**Action item**
Search the entries below for the line containing "Detect each pine cone bouquet"; from there to the end, return every line exactly and add nothing.

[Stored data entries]
* * * *
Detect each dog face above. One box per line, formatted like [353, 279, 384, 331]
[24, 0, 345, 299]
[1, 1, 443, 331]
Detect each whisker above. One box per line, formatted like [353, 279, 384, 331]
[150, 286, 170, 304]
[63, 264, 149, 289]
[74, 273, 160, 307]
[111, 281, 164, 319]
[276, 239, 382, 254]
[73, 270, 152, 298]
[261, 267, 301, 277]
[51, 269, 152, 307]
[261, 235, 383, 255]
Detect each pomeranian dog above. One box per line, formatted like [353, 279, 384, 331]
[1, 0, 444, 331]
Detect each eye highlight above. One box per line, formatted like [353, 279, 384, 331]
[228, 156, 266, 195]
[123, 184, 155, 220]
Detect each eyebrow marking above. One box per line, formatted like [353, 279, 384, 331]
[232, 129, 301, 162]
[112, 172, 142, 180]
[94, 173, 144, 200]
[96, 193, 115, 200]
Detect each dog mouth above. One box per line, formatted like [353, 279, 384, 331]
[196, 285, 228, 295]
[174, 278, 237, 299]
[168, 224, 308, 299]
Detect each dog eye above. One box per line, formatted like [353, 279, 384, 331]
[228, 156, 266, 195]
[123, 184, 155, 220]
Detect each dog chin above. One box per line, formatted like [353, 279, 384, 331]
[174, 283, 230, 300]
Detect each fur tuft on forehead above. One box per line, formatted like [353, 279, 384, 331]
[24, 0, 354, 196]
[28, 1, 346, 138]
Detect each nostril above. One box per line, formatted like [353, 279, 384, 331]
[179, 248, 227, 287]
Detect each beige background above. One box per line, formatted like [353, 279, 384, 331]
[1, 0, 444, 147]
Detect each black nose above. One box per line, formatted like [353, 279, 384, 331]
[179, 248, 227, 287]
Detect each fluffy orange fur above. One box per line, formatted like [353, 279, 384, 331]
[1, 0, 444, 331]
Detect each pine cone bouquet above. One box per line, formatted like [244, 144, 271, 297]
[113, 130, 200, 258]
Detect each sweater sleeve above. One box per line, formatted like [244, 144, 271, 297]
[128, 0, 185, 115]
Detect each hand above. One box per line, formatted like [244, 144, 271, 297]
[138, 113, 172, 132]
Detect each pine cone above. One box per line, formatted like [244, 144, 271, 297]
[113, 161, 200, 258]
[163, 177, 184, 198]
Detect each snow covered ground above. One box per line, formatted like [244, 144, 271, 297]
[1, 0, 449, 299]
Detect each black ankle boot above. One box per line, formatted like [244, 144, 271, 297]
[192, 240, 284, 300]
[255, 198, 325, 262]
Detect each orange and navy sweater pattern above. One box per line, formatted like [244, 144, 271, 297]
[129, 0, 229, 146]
* * * *
**Exercise solution**
Detect each pine cone bouquet above. One box per line, formatted like [244, 144, 271, 297]
[113, 130, 200, 258]
Detect each sweater sleeve above. One box per line, formatted like [244, 144, 271, 297]
[128, 0, 185, 115]
Detect each hand above. One box per line, formatted like [244, 144, 271, 297]
[138, 113, 172, 132]
Detect each pine cone above. One box per line, formatted like [244, 144, 271, 297]
[113, 161, 200, 258]
[163, 177, 184, 198]
Detect each snow covered ground above. One box per line, formatted like [244, 144, 271, 297]
[1, 0, 449, 299]
Detect each black ankle boot above. One box per line, formatted like [244, 144, 271, 297]
[192, 240, 284, 300]
[255, 198, 325, 262]
Detect each orange and navy sweater pattern above. One box per line, formatted like [244, 144, 271, 297]
[129, 0, 229, 146]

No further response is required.